What the exercise asks » How many lines below contain the string "striped"? Reply with the figure and no further words.

══ Data under study ══

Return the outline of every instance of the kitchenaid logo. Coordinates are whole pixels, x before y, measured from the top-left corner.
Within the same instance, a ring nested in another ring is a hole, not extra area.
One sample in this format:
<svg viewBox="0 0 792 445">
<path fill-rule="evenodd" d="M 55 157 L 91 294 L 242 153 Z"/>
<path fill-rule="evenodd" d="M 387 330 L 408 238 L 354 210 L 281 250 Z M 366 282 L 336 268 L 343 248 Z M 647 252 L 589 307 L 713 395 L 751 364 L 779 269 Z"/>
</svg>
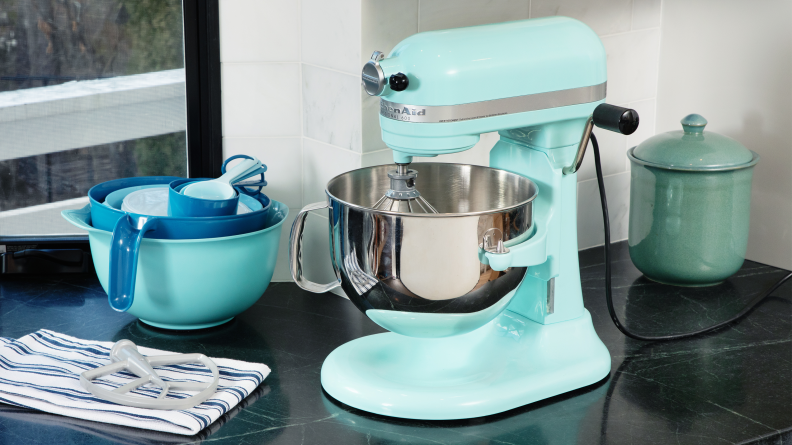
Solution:
<svg viewBox="0 0 792 445">
<path fill-rule="evenodd" d="M 400 114 L 406 116 L 426 116 L 426 108 L 390 107 L 380 102 L 380 113 Z"/>
</svg>

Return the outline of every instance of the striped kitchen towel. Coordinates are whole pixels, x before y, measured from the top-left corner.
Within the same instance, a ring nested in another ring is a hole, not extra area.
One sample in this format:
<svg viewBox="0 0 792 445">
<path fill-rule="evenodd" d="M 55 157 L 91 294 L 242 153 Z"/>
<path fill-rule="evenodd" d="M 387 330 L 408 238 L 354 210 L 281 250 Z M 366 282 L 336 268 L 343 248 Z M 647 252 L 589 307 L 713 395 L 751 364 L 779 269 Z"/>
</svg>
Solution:
<svg viewBox="0 0 792 445">
<path fill-rule="evenodd" d="M 133 408 L 94 397 L 80 386 L 83 371 L 110 363 L 112 342 L 81 340 L 40 330 L 18 340 L 0 337 L 0 402 L 97 422 L 193 435 L 241 402 L 269 375 L 259 363 L 213 358 L 220 370 L 214 396 L 200 405 L 179 411 Z M 138 346 L 143 355 L 173 354 Z M 157 367 L 166 381 L 208 381 L 203 365 Z M 118 387 L 137 377 L 120 372 L 102 377 L 106 386 Z M 156 397 L 159 388 L 142 387 L 130 394 Z M 172 391 L 168 398 L 194 392 Z"/>
</svg>

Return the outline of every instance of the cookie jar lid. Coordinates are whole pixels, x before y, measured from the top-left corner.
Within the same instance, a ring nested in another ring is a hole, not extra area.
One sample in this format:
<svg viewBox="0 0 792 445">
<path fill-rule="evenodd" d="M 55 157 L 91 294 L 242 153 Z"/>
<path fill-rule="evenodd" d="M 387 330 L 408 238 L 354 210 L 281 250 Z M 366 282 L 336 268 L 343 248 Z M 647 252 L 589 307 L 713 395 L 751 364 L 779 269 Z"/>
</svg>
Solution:
<svg viewBox="0 0 792 445">
<path fill-rule="evenodd" d="M 705 132 L 707 120 L 701 115 L 690 114 L 680 122 L 682 130 L 652 136 L 631 150 L 632 156 L 659 167 L 684 170 L 747 167 L 758 161 L 758 155 L 736 140 Z"/>
</svg>

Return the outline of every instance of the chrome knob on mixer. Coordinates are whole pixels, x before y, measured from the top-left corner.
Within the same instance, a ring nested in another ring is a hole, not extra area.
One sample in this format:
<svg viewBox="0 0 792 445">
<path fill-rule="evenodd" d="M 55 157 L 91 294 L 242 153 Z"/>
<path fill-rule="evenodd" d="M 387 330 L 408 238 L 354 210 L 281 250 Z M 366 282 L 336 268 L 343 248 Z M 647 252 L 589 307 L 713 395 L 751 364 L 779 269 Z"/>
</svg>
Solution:
<svg viewBox="0 0 792 445">
<path fill-rule="evenodd" d="M 382 72 L 380 60 L 385 58 L 385 54 L 381 51 L 374 51 L 371 55 L 371 60 L 363 66 L 361 73 L 361 80 L 363 82 L 363 89 L 369 96 L 379 96 L 385 91 L 385 86 L 388 81 L 385 79 L 385 74 Z"/>
</svg>

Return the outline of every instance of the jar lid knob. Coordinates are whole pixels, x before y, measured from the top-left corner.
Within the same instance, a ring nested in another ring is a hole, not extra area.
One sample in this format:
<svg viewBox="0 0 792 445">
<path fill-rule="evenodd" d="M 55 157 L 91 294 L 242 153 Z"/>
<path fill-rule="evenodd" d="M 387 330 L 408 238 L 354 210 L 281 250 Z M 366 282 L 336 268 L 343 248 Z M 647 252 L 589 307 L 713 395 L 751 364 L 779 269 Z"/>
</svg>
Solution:
<svg viewBox="0 0 792 445">
<path fill-rule="evenodd" d="M 700 114 L 688 114 L 680 121 L 685 133 L 700 134 L 704 132 L 704 127 L 707 125 L 707 120 Z"/>
</svg>

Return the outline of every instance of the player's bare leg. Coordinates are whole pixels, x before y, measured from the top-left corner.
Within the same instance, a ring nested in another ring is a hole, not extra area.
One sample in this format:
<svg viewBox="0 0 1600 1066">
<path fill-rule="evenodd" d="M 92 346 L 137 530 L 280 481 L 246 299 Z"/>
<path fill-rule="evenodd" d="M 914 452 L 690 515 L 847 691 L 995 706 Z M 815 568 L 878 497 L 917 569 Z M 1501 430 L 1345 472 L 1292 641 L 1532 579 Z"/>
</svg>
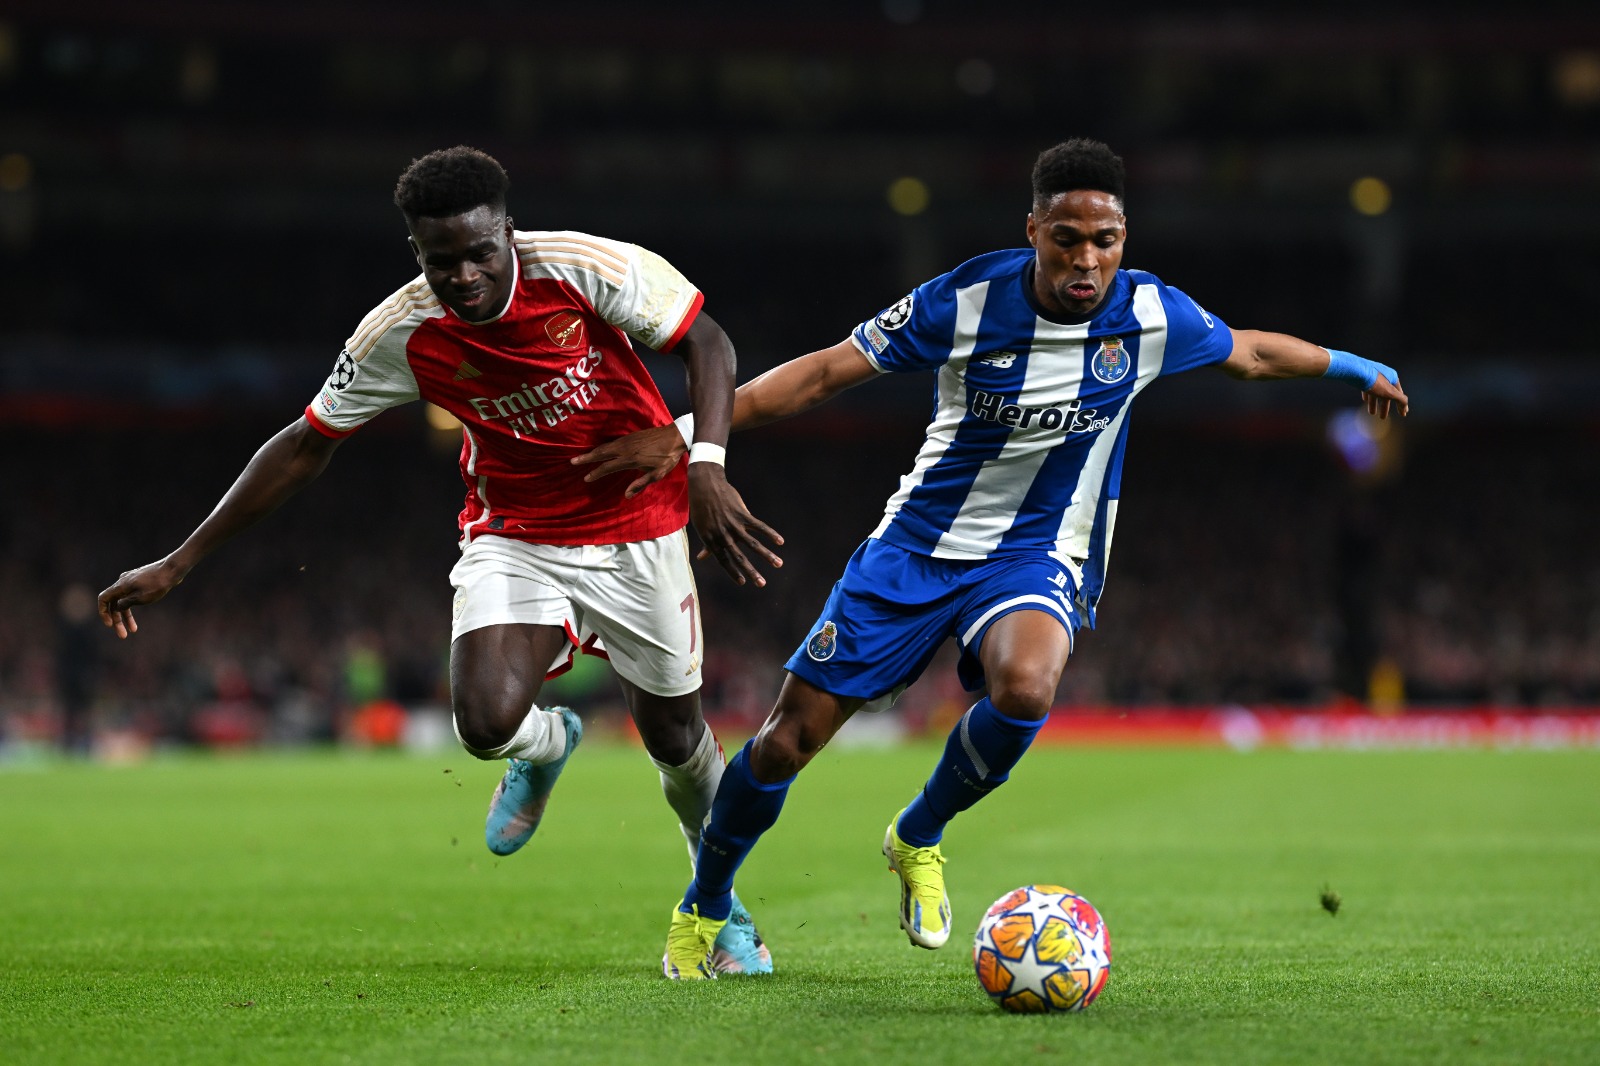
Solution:
<svg viewBox="0 0 1600 1066">
<path fill-rule="evenodd" d="M 722 782 L 722 745 L 700 713 L 699 691 L 658 696 L 619 680 L 645 751 L 661 772 L 661 791 L 678 815 L 693 864 L 700 850 L 701 827 Z M 707 950 L 712 972 L 771 973 L 772 953 L 737 896 L 732 897 L 727 918 L 726 925 L 708 925 L 703 930 L 711 938 Z"/>
<path fill-rule="evenodd" d="M 652 759 L 677 765 L 694 754 L 706 729 L 698 689 L 681 696 L 657 696 L 626 678 L 617 681 L 639 729 L 639 739 Z"/>
<path fill-rule="evenodd" d="M 757 781 L 786 781 L 816 758 L 867 701 L 824 692 L 788 674 L 778 702 L 750 744 L 750 770 Z"/>
<path fill-rule="evenodd" d="M 484 841 L 497 855 L 522 847 L 539 828 L 583 724 L 566 708 L 534 701 L 567 643 L 559 626 L 510 623 L 468 630 L 450 646 L 450 702 L 456 736 L 480 759 L 505 759 Z"/>
<path fill-rule="evenodd" d="M 900 877 L 900 927 L 918 947 L 950 937 L 944 890 L 944 827 L 999 787 L 1050 714 L 1072 651 L 1061 620 L 1045 611 L 1004 615 L 983 636 L 978 658 L 989 693 L 961 717 L 922 792 L 889 823 L 883 854 Z"/>
<path fill-rule="evenodd" d="M 1071 636 L 1048 611 L 1013 611 L 999 619 L 978 649 L 990 702 L 1010 718 L 1048 718 L 1071 652 Z"/>
</svg>

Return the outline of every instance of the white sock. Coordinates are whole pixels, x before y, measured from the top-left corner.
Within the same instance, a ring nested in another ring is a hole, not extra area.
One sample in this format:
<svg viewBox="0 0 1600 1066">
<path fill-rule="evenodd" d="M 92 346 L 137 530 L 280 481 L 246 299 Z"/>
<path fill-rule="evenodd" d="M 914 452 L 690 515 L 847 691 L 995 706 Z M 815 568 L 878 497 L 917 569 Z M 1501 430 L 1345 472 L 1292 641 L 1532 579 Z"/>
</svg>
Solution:
<svg viewBox="0 0 1600 1066">
<path fill-rule="evenodd" d="M 706 726 L 705 730 L 700 734 L 700 743 L 695 745 L 694 754 L 682 766 L 668 766 L 654 758 L 650 760 L 661 771 L 661 791 L 666 795 L 668 805 L 677 812 L 678 826 L 683 830 L 683 839 L 689 844 L 691 870 L 700 852 L 700 827 L 711 816 L 711 801 L 716 798 L 717 784 L 722 780 L 722 768 L 726 762 L 722 756 L 722 745 L 717 743 L 711 727 Z"/>
<path fill-rule="evenodd" d="M 456 739 L 461 740 L 461 727 L 455 724 Z M 554 711 L 541 711 L 537 704 L 517 726 L 512 738 L 498 748 L 483 750 L 461 740 L 461 746 L 480 759 L 526 759 L 535 766 L 555 762 L 567 750 L 567 723 Z"/>
</svg>

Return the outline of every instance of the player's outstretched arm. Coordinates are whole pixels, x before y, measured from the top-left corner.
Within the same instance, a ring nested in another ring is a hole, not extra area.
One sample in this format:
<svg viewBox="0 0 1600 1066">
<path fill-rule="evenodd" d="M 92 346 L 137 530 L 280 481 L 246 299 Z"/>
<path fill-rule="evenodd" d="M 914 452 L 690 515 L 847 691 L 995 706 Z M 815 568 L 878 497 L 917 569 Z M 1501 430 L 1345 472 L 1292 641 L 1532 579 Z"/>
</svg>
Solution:
<svg viewBox="0 0 1600 1066">
<path fill-rule="evenodd" d="M 791 359 L 740 385 L 733 394 L 733 428 L 751 429 L 792 418 L 877 376 L 867 357 L 846 337 L 832 348 Z"/>
<path fill-rule="evenodd" d="M 1223 372 L 1230 377 L 1247 381 L 1332 378 L 1360 389 L 1368 413 L 1379 418 L 1388 418 L 1391 407 L 1402 417 L 1411 410 L 1411 401 L 1400 388 L 1400 375 L 1392 367 L 1286 333 L 1232 332 L 1233 353 L 1222 363 Z"/>
<path fill-rule="evenodd" d="M 318 433 L 304 418 L 280 430 L 261 446 L 216 509 L 177 551 L 125 572 L 100 593 L 100 621 L 124 640 L 137 633 L 133 608 L 166 596 L 223 541 L 271 514 L 314 480 L 339 443 Z"/>
<path fill-rule="evenodd" d="M 767 579 L 756 569 L 755 559 L 779 567 L 783 560 L 762 538 L 783 543 L 778 533 L 750 513 L 744 498 L 728 483 L 723 450 L 728 443 L 728 421 L 733 412 L 733 342 L 704 311 L 695 316 L 689 332 L 674 351 L 682 356 L 689 374 L 689 402 L 694 409 L 694 444 L 689 449 L 689 521 L 700 535 L 700 557 L 711 556 L 743 585 Z M 677 463 L 677 456 L 672 457 Z M 671 465 L 666 467 L 670 470 Z M 665 471 L 663 471 L 665 473 Z M 630 490 L 628 495 L 633 495 Z"/>
<path fill-rule="evenodd" d="M 872 364 L 846 338 L 832 348 L 791 359 L 740 385 L 733 394 L 732 428 L 737 432 L 789 418 L 877 376 Z M 595 464 L 585 481 L 598 481 L 623 470 L 644 471 L 628 486 L 627 494 L 636 496 L 666 477 L 689 450 L 685 439 L 696 435 L 685 428 L 690 424 L 690 419 L 680 418 L 676 425 L 630 433 L 572 461 Z"/>
</svg>

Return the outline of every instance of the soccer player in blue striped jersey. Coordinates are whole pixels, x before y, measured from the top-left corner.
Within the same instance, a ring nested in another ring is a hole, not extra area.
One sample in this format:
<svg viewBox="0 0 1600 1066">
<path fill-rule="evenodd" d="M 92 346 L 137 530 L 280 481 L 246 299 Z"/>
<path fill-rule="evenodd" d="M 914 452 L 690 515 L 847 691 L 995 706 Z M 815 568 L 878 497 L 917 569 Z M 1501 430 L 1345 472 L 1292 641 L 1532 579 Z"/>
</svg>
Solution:
<svg viewBox="0 0 1600 1066">
<path fill-rule="evenodd" d="M 1230 329 L 1154 275 L 1122 269 L 1123 167 L 1104 144 L 1071 140 L 1039 156 L 1027 233 L 1031 247 L 963 263 L 735 394 L 733 427 L 747 429 L 879 374 L 931 371 L 937 382 L 911 473 L 786 664 L 772 714 L 728 763 L 695 879 L 673 910 L 669 977 L 712 976 L 705 957 L 734 873 L 795 775 L 852 714 L 892 703 L 954 636 L 963 683 L 985 694 L 883 840 L 901 928 L 918 946 L 945 943 L 944 827 L 1006 780 L 1050 713 L 1074 635 L 1094 624 L 1128 414 L 1147 385 L 1215 366 L 1249 380 L 1344 381 L 1380 418 L 1408 409 L 1381 363 Z M 575 461 L 599 464 L 591 478 L 643 469 L 636 493 L 684 447 L 678 430 L 659 427 Z"/>
</svg>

═══

Reply » 2